Banalizada como está a violência, tanto no cinema quanto
nas ruas, basta para o jovem não ter grandes perspectivas de
futuro. Em comunidades marginalizadas, como tantas que existem no
Brasil, ele vê no crime a única possibilidade de escalar
uma hierarquia social. A violência aparece, aqui, como a única
autoridade a que se deve respeito, mesmo que seja um respeito construído
pelo medo. Esse fenômeno, em que os valores essenciais aparecem
todos invertidos, não é exclusivamente brasileiro. Autoridades
de outros países, como professores israelenses da Universidade
de Tel-Aviv que estavam presentes no seminário, mostraram que
crianças e jovens expostos a sociedades violentas se comportam
de maneira bastante similar em todos os países do mundo.
Encarar esse problema de forma honesta, como se propôs a fazer
o seminário, é o primeiro passo para resolvê-lo.
Mas, mesmo essa primeira etapa já costuma encontrar resistência.

* _O QUE FAZER_
1. No trecho sobre a violência, quem mostrou que crianças e jovens expostos a sociedades violentas se comportam de maneira parecida em todos os países?
2. Diga se cada afirmação concorda com o trecho sobre a violência e cite as palavras dele que decidem a resposta: (a) o fenômeno da inversão de valores ocorre só no Brasil; (b) o respeito à violência pode ser construído pelo medo; (c) encarar o problema de forma honesta é apresentado como a última etapa para resolvê-lo.
3. Segundo o trecho sobre a violência, que fundamento o texto apresenta para afirmar que a inversão de valores não é um fenômeno exclusivamente brasileiro?

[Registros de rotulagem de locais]
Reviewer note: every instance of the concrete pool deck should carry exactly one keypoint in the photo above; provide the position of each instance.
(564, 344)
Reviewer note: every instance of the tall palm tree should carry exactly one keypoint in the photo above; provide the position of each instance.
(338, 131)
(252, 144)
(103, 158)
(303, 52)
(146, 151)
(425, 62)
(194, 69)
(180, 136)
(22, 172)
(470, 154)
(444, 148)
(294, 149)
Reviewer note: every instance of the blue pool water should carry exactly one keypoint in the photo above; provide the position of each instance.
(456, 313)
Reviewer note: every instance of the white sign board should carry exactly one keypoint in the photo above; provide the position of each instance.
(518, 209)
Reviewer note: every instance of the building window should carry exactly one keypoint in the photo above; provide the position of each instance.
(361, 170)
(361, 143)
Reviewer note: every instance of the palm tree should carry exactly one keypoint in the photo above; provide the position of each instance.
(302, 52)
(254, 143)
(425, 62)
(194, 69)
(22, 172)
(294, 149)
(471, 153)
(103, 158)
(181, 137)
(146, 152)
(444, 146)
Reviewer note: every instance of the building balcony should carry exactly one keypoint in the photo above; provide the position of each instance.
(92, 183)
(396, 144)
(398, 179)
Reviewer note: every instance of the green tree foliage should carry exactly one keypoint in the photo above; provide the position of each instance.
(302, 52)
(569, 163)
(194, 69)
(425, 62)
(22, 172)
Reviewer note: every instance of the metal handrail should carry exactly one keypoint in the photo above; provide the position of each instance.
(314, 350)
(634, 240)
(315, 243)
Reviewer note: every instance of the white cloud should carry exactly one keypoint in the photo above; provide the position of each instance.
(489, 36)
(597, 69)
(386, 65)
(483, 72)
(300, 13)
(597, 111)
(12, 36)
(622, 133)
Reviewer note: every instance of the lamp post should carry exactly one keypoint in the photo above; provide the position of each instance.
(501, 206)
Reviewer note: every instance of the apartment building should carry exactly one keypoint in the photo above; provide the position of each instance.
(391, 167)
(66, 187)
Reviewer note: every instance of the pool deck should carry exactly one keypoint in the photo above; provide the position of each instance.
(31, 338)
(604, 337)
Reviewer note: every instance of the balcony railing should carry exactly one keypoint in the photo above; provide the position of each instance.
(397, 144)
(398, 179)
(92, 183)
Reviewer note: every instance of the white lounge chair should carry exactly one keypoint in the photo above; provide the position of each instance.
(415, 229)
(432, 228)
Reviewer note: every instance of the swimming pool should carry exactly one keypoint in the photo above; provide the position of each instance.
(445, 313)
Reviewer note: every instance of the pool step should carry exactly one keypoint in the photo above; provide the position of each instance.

* _RESPOSTAS POR TAREFA_
1. Os professores israelenses da Universidade de Tel-Aviv que estavam presentes no seminário.

2.
(a) Não: "não é exclusivamente brasileiro".
(b) Sim: "mesmo que seja um respeito construído pelo medo".
(c) Não: "é o primeiro passo para resolvê-lo".

3. O texto se apoia no que mostraram autoridades de outros países, como professores israelenses da Universidade de Tel-Aviv presentes no seminário. Segundo eles, crianças e jovens expostos a sociedades violentas se comportam de maneira bastante similar em todos os países do mundo.